**Aim of the exercise:**
Nothing but the records, transcribed verbatim and stripped of images, should appear in the answer.

Referring expression pointing data:
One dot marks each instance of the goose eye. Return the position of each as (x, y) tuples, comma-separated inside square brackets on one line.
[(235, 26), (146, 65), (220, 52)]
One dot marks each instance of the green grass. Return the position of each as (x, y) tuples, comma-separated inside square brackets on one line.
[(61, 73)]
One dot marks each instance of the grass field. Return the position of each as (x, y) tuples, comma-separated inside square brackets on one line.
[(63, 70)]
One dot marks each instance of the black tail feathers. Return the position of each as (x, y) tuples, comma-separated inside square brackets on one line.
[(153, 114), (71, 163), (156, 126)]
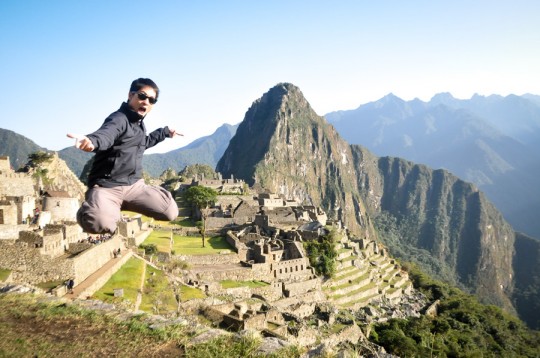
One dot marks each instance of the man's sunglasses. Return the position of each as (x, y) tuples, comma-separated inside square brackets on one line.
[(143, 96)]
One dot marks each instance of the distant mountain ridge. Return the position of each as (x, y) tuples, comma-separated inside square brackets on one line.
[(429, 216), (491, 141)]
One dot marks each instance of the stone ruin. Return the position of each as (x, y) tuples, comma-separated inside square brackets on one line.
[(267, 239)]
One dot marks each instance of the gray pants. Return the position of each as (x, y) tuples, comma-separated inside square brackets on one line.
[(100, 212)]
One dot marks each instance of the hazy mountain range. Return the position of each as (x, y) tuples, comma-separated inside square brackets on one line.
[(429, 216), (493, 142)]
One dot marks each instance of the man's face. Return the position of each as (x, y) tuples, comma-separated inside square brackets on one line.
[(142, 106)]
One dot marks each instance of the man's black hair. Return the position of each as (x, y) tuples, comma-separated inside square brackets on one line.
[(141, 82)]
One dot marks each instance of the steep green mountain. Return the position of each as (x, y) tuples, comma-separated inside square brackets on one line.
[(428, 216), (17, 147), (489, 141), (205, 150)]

**Reply:**
One dot marks each instance of the goose eye. Return the position of each as (x, y) tuples, comma-separated inside square brackets on one line.
[(235, 26), (146, 65), (220, 52)]
One dot marks each instance of the green grass. Return the position of each as (x, y) tuples, comma-separated inside square brackets on one line.
[(61, 73)]
One dot marks each instance of the grass field. Return the position of each as (x, y) tuples, comma-separated inside square brackets on one line.
[(63, 70)]
One dot marks each instance of the black tail feathers. Return the position of each as (x, y) tuples, comma-separated inside square brackets on one line.
[(153, 114), (71, 163), (156, 126)]
One dot marks each instance of the man's sunglasses. Return the position of each as (x, y) tuples, comma-separated inside square brackets on one line.
[(143, 96)]
One dot marks each instance of the distant mountain ridge. Return the position of each as (x, y) tuples, comma-separated inside square brackets on one line.
[(429, 216), (491, 141)]
One dot marks each instance of the stone ruin. Return the position of each as (x, y) tuples, comma-separated inside square brackets on one line.
[(267, 239)]
One dot marks each instance of the gray pants. Return the position of each as (x, y) tuples, comma-separated inside square brackets on one line.
[(100, 212)]
One dot marks each instance of the hazy mountain range. Return the position of each as (x, y) tuples, comma-separated inside square brackets on one line.
[(429, 216), (493, 142)]
One dot marks each instance of the man's face. Return the position of each as (x, y) tuples, comma-separated inside square brackets on one line.
[(142, 106)]
One dot marks each instance of the man's black hair. Return the position of each as (x, y) tuples, comma-separated inside square brackets on one line.
[(141, 82)]
One dot marks each instance of the steep green mountain. Return the position of each as (x, y) tuples, comma-separated inside square brackets on one line.
[(428, 216), (17, 147), (489, 141), (205, 150)]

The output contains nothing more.